BEGIN RECORD SET
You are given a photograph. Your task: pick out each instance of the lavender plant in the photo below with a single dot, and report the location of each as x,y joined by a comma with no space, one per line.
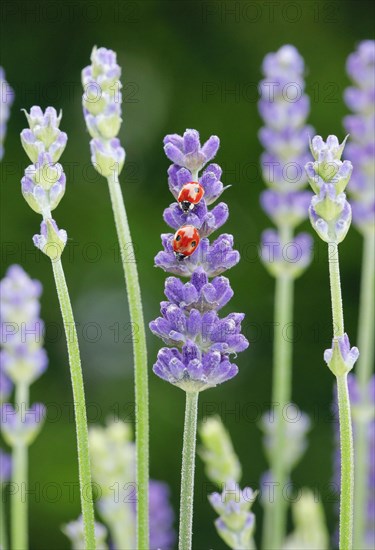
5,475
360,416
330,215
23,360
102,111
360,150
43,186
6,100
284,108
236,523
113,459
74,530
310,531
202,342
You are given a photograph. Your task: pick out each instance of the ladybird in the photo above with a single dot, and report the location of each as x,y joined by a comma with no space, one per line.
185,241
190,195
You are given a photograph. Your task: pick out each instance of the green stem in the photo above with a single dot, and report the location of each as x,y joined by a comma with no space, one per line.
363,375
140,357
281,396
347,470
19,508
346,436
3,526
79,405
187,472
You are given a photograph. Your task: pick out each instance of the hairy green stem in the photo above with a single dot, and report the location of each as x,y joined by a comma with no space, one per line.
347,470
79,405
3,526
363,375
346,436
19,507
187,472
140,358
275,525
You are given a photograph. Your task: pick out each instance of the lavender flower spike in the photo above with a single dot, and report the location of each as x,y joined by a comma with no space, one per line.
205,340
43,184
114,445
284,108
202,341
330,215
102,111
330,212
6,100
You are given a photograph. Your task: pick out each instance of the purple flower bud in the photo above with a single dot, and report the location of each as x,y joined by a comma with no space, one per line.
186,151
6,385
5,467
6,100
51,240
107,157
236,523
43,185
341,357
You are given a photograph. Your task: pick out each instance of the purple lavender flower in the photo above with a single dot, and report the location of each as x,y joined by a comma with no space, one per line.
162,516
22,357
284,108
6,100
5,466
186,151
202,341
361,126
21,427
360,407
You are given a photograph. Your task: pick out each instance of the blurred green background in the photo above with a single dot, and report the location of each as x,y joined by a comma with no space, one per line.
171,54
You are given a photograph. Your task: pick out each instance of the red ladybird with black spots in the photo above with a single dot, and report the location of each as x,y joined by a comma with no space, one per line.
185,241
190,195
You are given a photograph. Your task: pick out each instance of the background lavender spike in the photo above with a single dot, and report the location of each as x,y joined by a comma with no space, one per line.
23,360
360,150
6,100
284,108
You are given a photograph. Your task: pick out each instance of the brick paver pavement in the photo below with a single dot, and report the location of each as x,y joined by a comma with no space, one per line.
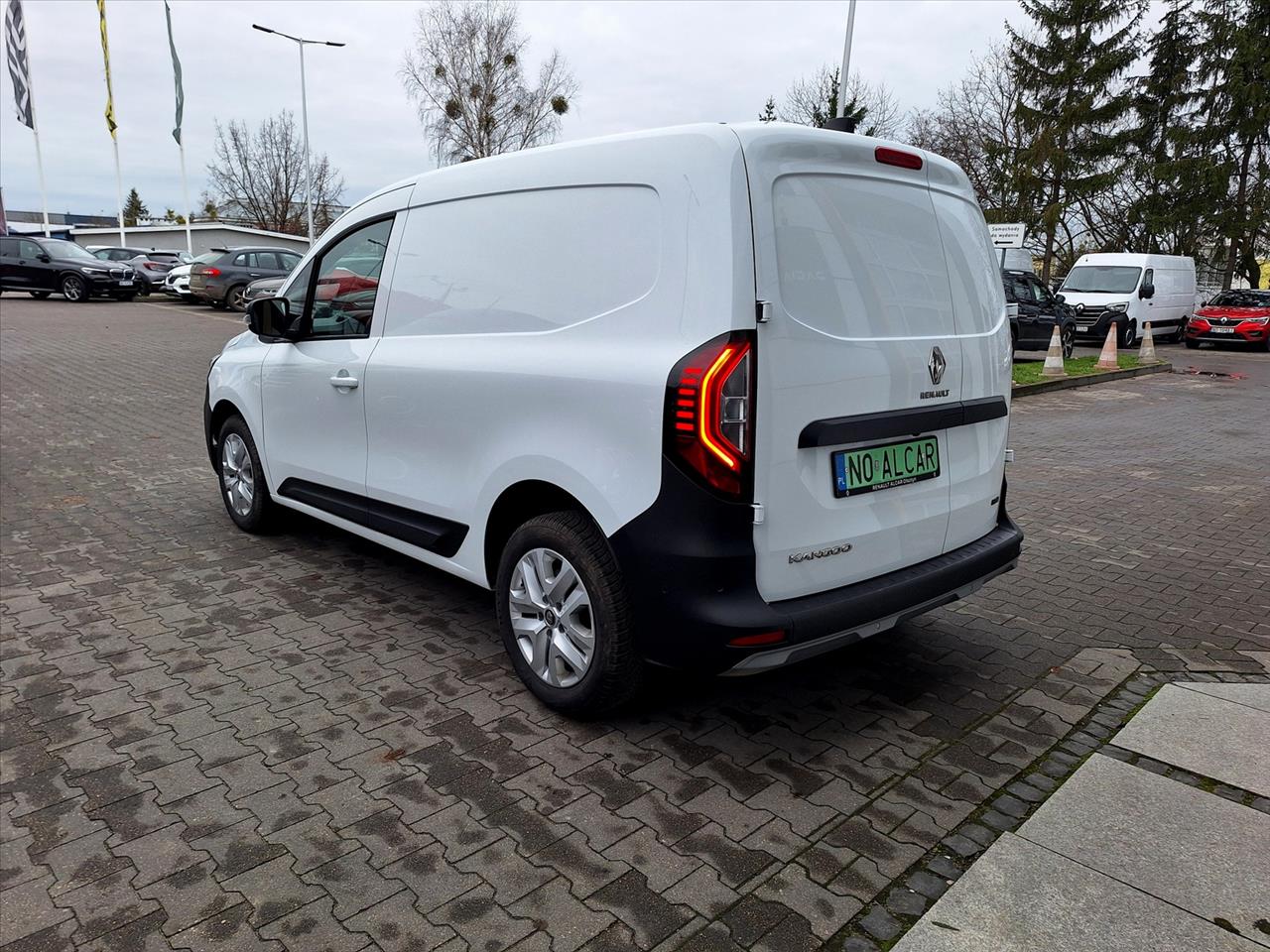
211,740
END RECORD SET
REQUIRED ACTION
The output must match, line for line, the span from the line containing "the red ladybird" through the end of the data, with the pictures removed.

TASK SOLUTION
You are given a photograph. Your task: pick out each instance of the red ladybird with black spots in the photo above with a single dot, and report the location of each as x,y joined by a comma with no space, one per line.
185,241
190,195
You are given a photograph. Your task: pick out each instance of the background lavender spike in the photo above with a single dot, and report the location of each as x,y joined by a comma with no space, one per line.
23,360
360,150
6,100
284,108
You are given a photograph. Your task: pick out each instance of the brick paver pavement in the photo below with a single dot, and report the location of each as x,y joined by a comma with no space, one per line.
211,740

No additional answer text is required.